• _ASSIGNED TASK 1_: In the passage on McKinsey and the NHS, how long was Dr. David Bennett a senior partner at McKinsey?
• _ASSIGNED TASK 2_: Please copy the passage on McKinsey and the NHS word for word, starting at "McKinsey representatives have" and ending at "and who benefits.".
• _ASSIGNED TASK 3_: Write the next part of the passage on McKinsey and the NHS, picking up after its final sentence.

More recently, a Freedom of Information request about NHS North West London Hospitals Trust revealed that some £7 million, including £3 million in fees to McKinsey, had been spent by NHS officials on constructing a case to justify the closure of four of the nine accident and emergency departments in north west London

Dr. Onkar Sahota, chairman of the Save Our Hospitals campaign, said, “I am truly appalled. Not only are NHS NW London proposing to shut some of our most needed services, but they are spending £3 million of our money on McKinsey consultants. They are spending taxpayers’ money on this firm so that they can tell NHS NW London that local residents do not want this to happen, I could have told them that for free.”

McKinsey representatives have found their way into the highest levels of government. Ian Davis was chairman and worldwide managing director of McKinsey (2003-2009) and previously managing partner of McKinsey’s in the UK and Ireland (1996-2003). He is a non-executive member of the Cabinet Office Board, traditionally seen as the control room of government. The chairman and worldwide managing director of McKinsey therefore holds an unelected position in a body that decides government policy, how it will be implemented and who benefits.

Another regular visitor to Number 10 is Nicolaus Henke, head of Mckinsey’s Healthcare Systems & Services Practice in Europe, the Middle East, and Africa and chairman of the McKinsey Health Institutes.

McKinsey special advisor Christina Lineen has been hired by Health Secretary Jeremy Hunt as his personal adviser. Lineen was also formerly head of communications at Circle Health, the first firm to be allowed to run an NHS hospital at Hinchingbrooke in Cambridgeshire.

Dominic Casserley, a senior partner at McKinsey for 29 years, donated £10,000 to David Cameron’s personal office during Cameron’s bid for leadership of the Conservative Party in 2005. He made two donations of £4,000 to Tory MP Andrew Mitchell, in 2006 and 2008, and a donation of £6,000 to the Conservative Party in 2009.

Under the Health and Social Care Act, the supposedly “independent” NHS regulator Monitor, established in 2004, “will have a continuing role in assessing NHS trusts for foundation trust status, and for ensuring that foundation trusts are financially viable and well led, in terms of both quality and finances”. Its chair and chief executive, Dr. David Bennett, was a senior partner at McKinsey for 18 years.

• _SOURCE MATERIAL_:
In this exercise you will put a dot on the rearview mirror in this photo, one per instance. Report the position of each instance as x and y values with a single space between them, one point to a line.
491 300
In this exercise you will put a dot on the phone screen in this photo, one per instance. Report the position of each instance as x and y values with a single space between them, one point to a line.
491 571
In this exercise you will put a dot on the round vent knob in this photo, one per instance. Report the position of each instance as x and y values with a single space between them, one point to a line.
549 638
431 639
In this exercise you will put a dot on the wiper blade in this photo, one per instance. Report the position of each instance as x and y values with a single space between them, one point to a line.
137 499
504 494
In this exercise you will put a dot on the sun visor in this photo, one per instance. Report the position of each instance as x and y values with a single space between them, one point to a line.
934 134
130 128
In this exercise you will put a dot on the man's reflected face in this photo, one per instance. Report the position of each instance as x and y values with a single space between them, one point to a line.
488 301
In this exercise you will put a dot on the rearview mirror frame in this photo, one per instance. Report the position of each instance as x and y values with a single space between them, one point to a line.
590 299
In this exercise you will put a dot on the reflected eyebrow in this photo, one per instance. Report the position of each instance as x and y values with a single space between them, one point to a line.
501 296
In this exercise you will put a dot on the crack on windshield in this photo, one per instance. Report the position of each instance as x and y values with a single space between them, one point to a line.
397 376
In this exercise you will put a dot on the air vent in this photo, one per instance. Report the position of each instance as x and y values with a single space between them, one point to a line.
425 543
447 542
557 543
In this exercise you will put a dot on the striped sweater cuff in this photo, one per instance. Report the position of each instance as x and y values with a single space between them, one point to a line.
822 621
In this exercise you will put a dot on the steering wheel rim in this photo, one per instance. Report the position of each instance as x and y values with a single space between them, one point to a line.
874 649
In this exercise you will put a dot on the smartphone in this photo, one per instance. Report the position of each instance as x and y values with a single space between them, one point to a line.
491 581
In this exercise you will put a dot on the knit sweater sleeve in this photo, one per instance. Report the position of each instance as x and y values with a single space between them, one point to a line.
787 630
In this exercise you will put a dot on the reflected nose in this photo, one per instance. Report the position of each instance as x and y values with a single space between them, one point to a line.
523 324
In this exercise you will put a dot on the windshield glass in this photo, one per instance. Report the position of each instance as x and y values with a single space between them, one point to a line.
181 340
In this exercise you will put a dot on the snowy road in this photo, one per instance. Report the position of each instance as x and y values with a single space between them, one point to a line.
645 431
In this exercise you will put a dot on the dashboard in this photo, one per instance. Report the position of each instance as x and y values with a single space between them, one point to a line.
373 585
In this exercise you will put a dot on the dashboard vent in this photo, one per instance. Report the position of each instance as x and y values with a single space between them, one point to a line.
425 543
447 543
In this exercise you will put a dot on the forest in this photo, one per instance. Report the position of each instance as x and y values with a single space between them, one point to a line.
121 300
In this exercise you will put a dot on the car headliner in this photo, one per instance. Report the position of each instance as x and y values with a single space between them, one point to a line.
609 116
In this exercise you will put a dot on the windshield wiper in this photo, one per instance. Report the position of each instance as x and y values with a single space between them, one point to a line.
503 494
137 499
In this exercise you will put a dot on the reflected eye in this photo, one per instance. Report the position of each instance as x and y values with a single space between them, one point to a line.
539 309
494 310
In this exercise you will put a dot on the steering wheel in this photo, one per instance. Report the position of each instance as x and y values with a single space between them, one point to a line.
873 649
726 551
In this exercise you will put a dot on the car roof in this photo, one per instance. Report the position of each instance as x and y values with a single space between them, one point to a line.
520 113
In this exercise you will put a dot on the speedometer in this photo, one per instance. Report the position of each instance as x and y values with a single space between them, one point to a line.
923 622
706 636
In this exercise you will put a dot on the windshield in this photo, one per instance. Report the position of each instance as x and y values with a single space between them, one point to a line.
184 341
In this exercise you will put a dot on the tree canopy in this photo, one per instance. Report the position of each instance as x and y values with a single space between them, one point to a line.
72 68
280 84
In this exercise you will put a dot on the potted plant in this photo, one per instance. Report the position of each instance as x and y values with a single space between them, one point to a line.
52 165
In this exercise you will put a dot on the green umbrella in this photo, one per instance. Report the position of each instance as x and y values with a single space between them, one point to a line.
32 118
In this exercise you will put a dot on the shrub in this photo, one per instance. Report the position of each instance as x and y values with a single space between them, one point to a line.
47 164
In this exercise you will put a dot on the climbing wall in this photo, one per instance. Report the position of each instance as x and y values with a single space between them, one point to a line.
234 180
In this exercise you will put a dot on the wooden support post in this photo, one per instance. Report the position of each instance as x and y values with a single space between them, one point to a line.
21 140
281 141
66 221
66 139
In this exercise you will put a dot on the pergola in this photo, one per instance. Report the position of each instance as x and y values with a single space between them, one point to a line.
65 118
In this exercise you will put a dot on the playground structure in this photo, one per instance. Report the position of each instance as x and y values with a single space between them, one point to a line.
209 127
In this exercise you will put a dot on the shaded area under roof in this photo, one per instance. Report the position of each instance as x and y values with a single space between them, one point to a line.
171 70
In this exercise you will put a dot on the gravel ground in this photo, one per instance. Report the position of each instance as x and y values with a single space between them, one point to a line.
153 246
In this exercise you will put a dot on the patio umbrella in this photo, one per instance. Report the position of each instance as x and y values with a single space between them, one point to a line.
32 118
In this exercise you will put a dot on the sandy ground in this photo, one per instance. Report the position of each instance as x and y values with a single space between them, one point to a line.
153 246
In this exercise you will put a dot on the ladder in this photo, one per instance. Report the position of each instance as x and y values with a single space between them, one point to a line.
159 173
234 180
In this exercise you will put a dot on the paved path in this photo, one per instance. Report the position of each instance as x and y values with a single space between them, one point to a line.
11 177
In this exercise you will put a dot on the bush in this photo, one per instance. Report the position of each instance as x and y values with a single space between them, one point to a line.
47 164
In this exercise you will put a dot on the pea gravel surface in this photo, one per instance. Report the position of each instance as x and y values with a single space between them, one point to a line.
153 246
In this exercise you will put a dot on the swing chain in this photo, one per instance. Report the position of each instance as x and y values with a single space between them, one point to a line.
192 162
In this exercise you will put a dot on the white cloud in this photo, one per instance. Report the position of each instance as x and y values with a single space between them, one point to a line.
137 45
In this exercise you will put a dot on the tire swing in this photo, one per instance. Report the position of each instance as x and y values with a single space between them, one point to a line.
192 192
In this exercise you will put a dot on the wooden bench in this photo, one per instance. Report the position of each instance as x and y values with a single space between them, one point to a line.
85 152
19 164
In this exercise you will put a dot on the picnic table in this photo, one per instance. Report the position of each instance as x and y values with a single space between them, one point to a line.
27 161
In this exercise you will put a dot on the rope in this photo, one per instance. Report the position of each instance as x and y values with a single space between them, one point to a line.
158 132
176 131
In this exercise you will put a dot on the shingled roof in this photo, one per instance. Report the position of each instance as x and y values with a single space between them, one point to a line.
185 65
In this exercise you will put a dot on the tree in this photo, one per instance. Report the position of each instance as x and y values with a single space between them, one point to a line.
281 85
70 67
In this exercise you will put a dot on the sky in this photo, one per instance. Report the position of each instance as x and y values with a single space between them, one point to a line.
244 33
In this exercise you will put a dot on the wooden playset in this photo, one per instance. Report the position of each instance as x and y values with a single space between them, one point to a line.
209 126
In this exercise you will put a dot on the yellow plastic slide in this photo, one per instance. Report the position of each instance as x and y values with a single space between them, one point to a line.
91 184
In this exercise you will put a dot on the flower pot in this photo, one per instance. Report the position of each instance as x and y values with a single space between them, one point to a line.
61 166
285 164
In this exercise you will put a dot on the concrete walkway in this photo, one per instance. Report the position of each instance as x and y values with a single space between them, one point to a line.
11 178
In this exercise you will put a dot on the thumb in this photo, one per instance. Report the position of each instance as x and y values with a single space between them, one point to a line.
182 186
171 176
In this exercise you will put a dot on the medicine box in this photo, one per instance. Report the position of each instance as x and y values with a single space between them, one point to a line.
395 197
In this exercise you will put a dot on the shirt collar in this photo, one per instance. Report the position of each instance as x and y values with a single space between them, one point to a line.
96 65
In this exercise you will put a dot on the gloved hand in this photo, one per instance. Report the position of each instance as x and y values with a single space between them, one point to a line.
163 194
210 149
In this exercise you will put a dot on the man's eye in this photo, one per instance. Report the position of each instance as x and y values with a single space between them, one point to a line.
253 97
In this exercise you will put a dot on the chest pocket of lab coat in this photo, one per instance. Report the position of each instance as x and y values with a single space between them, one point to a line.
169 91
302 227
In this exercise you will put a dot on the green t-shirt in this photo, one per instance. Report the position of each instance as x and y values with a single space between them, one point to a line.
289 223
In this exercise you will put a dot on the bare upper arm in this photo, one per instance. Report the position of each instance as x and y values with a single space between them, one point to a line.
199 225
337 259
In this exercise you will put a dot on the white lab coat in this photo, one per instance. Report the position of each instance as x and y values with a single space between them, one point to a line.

• _RESPONSE 1_: 18 years.

• _RESPONSE 2_:
McKinsey representatives have found their way into the highest levels of government. Ian Davis was chairman and worldwide managing director of McKinsey (2003-2009) and previously managing partner of McKinsey’s in the UK and Ireland (1996-2003). He is a non-executive member of the Cabinet Office Board, traditionally seen as the control room of government. The chairman and worldwide managing director of McKinsey therefore holds an unelected position in a body that decides government policy, how it will be implemented and who benefits.

• _RESPONSE 3_:
The pro-Labour website The Green Benches, through a Freedom of Information query, has revealed “the persistent wooing of Monitor officials” by McKinsey and how the company “also improperly use private channels to pitch for business”. In one particular case, McKinsey staff “canvassed Monitor officials to have an input into decisions over how to deal with Heatherwood and Wrexham Park Trust” and then became closely involved in the closure of Heatherwood and selling of its grounds.

Reacting to the disclosures about McKinsey’s close relationship with the government, Labour shadow health secretary Andy Burnham declared, “The Government needs to tell us how much McKinsey has earned in total from this re-organisation, whether Ministers have followed proper processes in awarding contracts and whether any inside knowledge of policy has been used for commercial gain.”

However, the Labour Party is just as close to McKinsey. It sponsored David Miliband, Labour MP for South Shields and brother of the current Labour leader Ed Miliband, providing £10,000 for a speech at the 2010 Global Business Leaders Summit, and in March 2011, covered Miliband to the tune of £10,044 for travel expenses and accommodation in Singapore.

The role of McKinsey in the privatisation of the NHS can be traced back to the last Labour government. McKinsey staff became regular figures in the corridors of power following the election of Tony Blair in 1997 and served as senior advisers to his government, including former BBC director general Lord Birt, Confederation of British Industry chief Adair Turner and current Monitor chairman David Bennett, who headed Downing Street’s Policy Directorate in 2005-2007!

In 2009, the company worked with the Labour government on health policy and recommended that the NHS should undergo £20 billion of cuts, including shedding 10 percent of its workforce.